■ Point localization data
▽
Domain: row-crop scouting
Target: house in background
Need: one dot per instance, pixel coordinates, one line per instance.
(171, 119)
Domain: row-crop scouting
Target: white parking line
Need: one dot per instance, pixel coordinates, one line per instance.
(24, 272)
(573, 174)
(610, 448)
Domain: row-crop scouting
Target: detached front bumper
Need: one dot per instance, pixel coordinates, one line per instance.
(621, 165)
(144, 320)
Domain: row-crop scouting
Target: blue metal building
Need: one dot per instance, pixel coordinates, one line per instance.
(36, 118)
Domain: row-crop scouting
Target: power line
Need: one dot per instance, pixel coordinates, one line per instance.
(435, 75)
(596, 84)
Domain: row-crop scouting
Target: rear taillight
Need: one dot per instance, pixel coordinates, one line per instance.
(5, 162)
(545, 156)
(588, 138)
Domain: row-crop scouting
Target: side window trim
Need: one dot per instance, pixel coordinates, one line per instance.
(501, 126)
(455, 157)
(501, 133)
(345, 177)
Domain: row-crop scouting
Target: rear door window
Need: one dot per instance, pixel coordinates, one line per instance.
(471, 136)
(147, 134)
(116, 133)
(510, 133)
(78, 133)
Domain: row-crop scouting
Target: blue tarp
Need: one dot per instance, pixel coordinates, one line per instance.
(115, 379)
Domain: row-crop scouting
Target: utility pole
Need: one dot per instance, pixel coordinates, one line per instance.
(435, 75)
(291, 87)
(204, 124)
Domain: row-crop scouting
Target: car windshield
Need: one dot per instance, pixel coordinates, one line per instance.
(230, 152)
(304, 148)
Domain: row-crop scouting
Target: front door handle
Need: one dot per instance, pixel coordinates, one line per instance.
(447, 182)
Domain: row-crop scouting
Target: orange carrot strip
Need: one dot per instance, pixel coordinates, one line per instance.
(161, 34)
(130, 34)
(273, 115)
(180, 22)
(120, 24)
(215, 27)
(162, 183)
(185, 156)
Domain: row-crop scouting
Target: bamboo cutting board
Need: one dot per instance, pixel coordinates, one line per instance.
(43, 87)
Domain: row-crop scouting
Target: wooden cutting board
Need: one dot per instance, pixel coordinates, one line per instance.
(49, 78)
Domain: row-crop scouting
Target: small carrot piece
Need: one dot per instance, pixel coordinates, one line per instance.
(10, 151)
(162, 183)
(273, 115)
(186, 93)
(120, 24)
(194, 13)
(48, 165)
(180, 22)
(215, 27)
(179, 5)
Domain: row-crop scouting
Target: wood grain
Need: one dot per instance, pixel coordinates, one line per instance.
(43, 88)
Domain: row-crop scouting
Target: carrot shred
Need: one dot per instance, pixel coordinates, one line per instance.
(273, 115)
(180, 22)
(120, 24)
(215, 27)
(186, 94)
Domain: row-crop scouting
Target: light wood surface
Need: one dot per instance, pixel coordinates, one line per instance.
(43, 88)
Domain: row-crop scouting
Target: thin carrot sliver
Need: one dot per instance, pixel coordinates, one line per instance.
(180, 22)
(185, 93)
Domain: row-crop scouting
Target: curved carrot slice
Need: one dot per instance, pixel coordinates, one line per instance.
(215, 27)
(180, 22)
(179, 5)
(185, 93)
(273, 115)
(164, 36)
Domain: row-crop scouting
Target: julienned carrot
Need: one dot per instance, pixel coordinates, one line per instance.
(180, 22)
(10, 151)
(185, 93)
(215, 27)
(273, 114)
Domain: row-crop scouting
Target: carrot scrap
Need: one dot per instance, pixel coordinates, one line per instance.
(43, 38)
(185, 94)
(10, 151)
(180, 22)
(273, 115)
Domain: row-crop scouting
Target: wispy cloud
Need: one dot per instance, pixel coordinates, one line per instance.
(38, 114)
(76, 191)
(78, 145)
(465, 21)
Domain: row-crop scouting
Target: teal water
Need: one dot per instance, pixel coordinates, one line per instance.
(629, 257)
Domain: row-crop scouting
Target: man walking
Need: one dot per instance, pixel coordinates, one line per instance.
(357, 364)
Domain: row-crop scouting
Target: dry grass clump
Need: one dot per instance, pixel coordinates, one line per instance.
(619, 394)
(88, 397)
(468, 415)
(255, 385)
△
■ Assignment
Set down precisely the lines above between the line holding "Target: curved carrot slice" and the line holding "Target: julienned carrot", inclusive, and nothing beyond them.

■ Written answer
Target: curved carrot slice
Need: one dot per instance, pixel coordinates, one line per instance.
(215, 27)
(180, 22)
(179, 5)
(185, 93)
(273, 115)
(164, 36)
Domain: row-crop scouting
Target: julienned carrot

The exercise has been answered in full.